§ BRIEF
Could you rewrite the rows below, swapping every occurrence of "planogram checker" for "shelf audit tool" and leaving everything else unchanged?

§ DATA PROVIDED
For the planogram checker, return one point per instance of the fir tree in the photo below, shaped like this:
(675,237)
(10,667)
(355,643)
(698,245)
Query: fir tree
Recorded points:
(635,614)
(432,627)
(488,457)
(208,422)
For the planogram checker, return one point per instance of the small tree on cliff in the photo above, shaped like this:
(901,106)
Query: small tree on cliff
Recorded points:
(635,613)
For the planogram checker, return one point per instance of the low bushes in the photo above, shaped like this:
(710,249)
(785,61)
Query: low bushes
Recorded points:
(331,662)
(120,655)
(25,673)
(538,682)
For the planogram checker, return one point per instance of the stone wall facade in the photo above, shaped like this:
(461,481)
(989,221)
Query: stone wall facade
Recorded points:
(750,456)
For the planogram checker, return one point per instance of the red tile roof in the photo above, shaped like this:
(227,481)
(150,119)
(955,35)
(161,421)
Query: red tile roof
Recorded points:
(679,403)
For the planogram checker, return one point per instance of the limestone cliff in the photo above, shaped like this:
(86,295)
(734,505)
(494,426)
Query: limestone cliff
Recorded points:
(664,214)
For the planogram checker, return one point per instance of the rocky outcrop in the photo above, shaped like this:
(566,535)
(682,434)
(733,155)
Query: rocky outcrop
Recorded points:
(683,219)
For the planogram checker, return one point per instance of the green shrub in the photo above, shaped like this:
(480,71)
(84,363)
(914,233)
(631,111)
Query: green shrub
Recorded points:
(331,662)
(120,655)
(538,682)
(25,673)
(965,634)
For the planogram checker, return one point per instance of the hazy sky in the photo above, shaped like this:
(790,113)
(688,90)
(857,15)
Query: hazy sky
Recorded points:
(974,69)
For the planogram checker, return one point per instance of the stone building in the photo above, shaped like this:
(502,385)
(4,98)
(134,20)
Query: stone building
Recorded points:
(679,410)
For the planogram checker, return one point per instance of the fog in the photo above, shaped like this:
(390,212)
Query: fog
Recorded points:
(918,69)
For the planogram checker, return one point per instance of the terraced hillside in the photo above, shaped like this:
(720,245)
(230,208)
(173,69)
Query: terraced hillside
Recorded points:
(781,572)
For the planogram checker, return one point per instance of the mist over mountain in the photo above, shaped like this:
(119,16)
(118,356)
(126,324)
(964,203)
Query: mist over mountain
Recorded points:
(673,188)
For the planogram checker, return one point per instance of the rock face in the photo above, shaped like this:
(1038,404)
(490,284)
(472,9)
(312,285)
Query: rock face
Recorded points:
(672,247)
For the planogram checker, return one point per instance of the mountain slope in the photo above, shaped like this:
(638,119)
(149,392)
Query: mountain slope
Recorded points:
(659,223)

§ COMPLETED TASK
For the shelf audit tool, return one point per instance of the fir tree in the photo below, shaped like this:
(675,237)
(10,667)
(355,643)
(698,245)
Query: fir tree
Recorded points:
(635,614)
(432,627)
(488,457)
(208,422)
For the shelf audit tool, return one point per instance of the small tree on cliff in the photo above, shaped like this:
(901,106)
Query: small tree on cliff
Recorded points:
(635,613)
For the shelf audit tool, return one point per instance of the low bushes in the photo above, shaped like this:
(710,249)
(785,61)
Query: low bushes
Recorded points:
(331,662)
(120,655)
(25,673)
(538,682)
For the shelf audit tool, return one point per instance of the stone wall facade in the photo above, shaped like this:
(461,481)
(989,221)
Query: stone wall facade
Recorded points:
(750,456)
For the shelf audit tool, return one point per instance of the red tile roof in the photo above, shaped like this:
(227,481)
(150,119)
(955,35)
(161,421)
Query: red tile roof
Recorded points:
(679,403)
For the shelf audit tool, return one point per instance of the limestone cliff in the photo above, shaped like this:
(86,295)
(734,505)
(494,426)
Query: limestone cliff
Recorded points:
(664,214)
For the shelf audit tool, return one point per instance of the rocky outcrop in the photo above, shaped like this:
(566,535)
(682,434)
(733,155)
Query: rocky outcrop
Recorded points:
(683,219)
For the shelf audit tool, return one point per instance of the green shrub in the photo above, shaped like this:
(480,71)
(84,363)
(914,233)
(631,111)
Query: green shrub
Recorded points:
(331,662)
(120,655)
(538,682)
(25,673)
(965,634)
For the shelf audit tool, return one point per instance of the hazy sky in the photo above, shaped like this:
(790,113)
(688,90)
(857,15)
Query: hazy sky
Recorded points:
(974,69)
For the shelf audit tool, return one point per instance of the stone building in the photo above, shaped like this:
(502,385)
(4,98)
(134,20)
Query: stone building
Recorded points:
(679,410)
For the shelf audit tool, return one point per instance of the fog in the photo above, shaped like this:
(390,212)
Query: fog
Recorded points:
(918,69)
For the shelf audit tool, return one point per instance of the terraced hillside in the photo above, shaped like this:
(720,245)
(230,208)
(173,69)
Query: terraced hillside
Recorded points:
(781,572)
For the shelf audit tool, return one point per instance of the mist over mountain in the photo above, shaped like this:
(119,16)
(118,356)
(126,324)
(964,203)
Query: mist over mountain
Recorded points:
(673,188)
For the shelf audit tool, return one point per instance of the rock face in the photo above, shaped like this:
(1038,404)
(490,284)
(472,9)
(312,285)
Query: rock face
Recorded points:
(672,247)
For the shelf audit tool, return one point per instance of the mountain slope in the photo above, shaped like this:
(638,119)
(149,392)
Query: mountain slope
Recorded points:
(659,223)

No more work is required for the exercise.